▶ **Task details**
Go through the entries and set each one down exactly.

Stored items
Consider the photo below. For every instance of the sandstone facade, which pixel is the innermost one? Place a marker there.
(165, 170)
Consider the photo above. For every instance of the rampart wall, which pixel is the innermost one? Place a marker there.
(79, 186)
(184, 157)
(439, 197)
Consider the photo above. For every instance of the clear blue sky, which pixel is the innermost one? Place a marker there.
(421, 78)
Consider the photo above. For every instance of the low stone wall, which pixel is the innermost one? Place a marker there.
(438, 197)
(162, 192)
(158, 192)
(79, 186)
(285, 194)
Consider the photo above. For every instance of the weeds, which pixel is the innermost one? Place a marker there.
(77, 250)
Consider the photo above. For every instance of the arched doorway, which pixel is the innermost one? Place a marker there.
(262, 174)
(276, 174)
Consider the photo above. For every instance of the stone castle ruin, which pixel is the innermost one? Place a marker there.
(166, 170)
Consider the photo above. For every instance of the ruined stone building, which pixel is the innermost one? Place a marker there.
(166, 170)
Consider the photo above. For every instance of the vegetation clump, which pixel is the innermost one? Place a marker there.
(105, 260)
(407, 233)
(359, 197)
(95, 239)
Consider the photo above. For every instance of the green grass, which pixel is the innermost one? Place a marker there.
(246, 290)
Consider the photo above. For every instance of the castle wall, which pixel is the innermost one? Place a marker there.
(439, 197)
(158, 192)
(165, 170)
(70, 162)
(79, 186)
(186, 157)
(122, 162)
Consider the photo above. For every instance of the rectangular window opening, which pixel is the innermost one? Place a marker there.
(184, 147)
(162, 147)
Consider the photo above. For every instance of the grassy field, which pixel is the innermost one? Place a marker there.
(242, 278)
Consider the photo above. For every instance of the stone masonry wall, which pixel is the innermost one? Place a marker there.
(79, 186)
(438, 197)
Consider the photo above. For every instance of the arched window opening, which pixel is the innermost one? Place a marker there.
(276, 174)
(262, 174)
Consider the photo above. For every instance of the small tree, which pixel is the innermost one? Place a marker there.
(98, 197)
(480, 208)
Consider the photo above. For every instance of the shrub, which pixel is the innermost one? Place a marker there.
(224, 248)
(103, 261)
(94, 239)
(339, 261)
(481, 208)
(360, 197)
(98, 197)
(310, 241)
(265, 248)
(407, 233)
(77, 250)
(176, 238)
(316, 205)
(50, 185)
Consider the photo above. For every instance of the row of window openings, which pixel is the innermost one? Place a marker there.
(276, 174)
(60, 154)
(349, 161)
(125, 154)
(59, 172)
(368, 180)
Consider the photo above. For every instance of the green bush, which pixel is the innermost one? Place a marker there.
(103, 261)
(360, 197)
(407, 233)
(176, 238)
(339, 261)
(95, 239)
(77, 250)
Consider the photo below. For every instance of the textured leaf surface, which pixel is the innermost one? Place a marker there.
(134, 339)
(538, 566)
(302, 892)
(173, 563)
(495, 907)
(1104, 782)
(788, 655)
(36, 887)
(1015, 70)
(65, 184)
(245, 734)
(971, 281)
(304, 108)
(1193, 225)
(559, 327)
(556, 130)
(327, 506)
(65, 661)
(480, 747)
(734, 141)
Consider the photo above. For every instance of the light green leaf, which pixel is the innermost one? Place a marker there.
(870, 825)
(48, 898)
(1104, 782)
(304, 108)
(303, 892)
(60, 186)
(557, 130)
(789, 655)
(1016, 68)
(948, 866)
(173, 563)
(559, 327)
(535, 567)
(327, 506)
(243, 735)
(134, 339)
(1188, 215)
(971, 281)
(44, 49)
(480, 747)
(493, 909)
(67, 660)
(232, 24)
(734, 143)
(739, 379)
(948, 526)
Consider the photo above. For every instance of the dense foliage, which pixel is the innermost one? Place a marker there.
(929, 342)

▶ **Task response**
Consider the photo below. For every instance of the sandstone facade, which pixel is the innermost one? Place a marker there.
(165, 170)
Consider the photo above. For every instance of the rampart wall, which pixel is the innermost one? Place a marker there.
(79, 186)
(184, 157)
(439, 197)
Consider the photo above. For every instance of the clear blue sky, which pixel is the innermost one? Place a marker there.
(421, 78)
Consider the photo above. For every instance of the low stone wall, which pixel is the innermost one? Place a marker there.
(438, 197)
(162, 192)
(158, 192)
(79, 186)
(285, 194)
Consider the photo above. For every instance of the weeds, which pixel is the innermost one? Place a marker there.
(77, 250)
Consider the photo above. For every instance of the arched doorway, which pixel is the innermost one? Place a marker there.
(262, 174)
(276, 174)
Consider the photo above. For every instance of the stone castle ruin, which pixel is the innermost one? Place a marker there.
(166, 170)
Consider the photo above. For every instance of the ruined stone building, which pixel is the innermost one? Place a marker there.
(166, 170)
Consider the photo above. For every instance of the vegetation clump, which pixel is the innermost one? Place a marker there.
(105, 260)
(407, 233)
(359, 197)
(95, 239)
Consider the photo above. For every instance of the green grass, which pixel is the innermost one? Place a marker there.
(246, 290)
Consider the photo above. For every instance of the castle wall, which pixel is the innermost one? Place a marker there.
(439, 197)
(158, 192)
(165, 170)
(70, 162)
(79, 186)
(186, 157)
(122, 162)
Consider the photo above. For every instance of the rectangular window opening, which pixel is the innermost one? Place a marker there.
(184, 147)
(162, 147)
Consider the photo above. For every instance of the grassy field, which pixel is the innermost one? Place a marker there.
(242, 278)
Consider the photo above. For every instance of the stone masonry wall, which pixel is the innermost one? Place a marker there.
(79, 186)
(438, 197)
Consider the photo above. For every instance of the arched window opening, which pixel is the innermost one? Place a marker there.
(276, 174)
(262, 174)
Consider the photo above. For every instance of the small tree, which pixel is the innermost one? Place a marker there.
(98, 197)
(480, 208)
Consider the photo above. For every instance of the shrub, which pixel is the innermost one? Place a marker there.
(224, 248)
(103, 261)
(94, 239)
(339, 261)
(481, 208)
(360, 197)
(98, 197)
(310, 241)
(265, 248)
(407, 233)
(77, 250)
(176, 238)
(316, 205)
(50, 185)
Consider the photo above. For every instance of the row of window openings, which pixel is the innermost one? Place a marker there.
(276, 174)
(60, 154)
(349, 161)
(125, 154)
(59, 172)
(368, 180)
Consider the photo above. For every instance of the green bush, which pixel is the innermost one? Place a marker there.
(103, 261)
(360, 197)
(407, 233)
(176, 238)
(339, 261)
(95, 239)
(77, 250)
Consider the photo below. For every instance of the textured leaf surface, which pixel is the innermost one? Place a marker there.
(134, 339)
(538, 566)
(302, 892)
(173, 563)
(495, 907)
(1104, 782)
(788, 655)
(36, 887)
(1015, 70)
(65, 184)
(245, 734)
(971, 281)
(304, 108)
(1193, 225)
(559, 327)
(556, 130)
(327, 506)
(65, 661)
(480, 747)
(734, 141)
Consider the photo above. For every instance of the light green leaf, which pixel is the innermost one? Place a marker there.
(870, 825)
(48, 898)
(1104, 782)
(304, 108)
(303, 892)
(60, 186)
(557, 130)
(789, 655)
(1016, 68)
(948, 866)
(173, 563)
(559, 327)
(535, 567)
(327, 506)
(243, 735)
(134, 339)
(1188, 215)
(971, 281)
(44, 49)
(480, 747)
(493, 909)
(67, 660)
(232, 24)
(734, 143)
(739, 379)
(948, 526)
Consider the photo above. For every instance of the dense foliage, which pixel is the innermost one? Place a marker there.
(929, 342)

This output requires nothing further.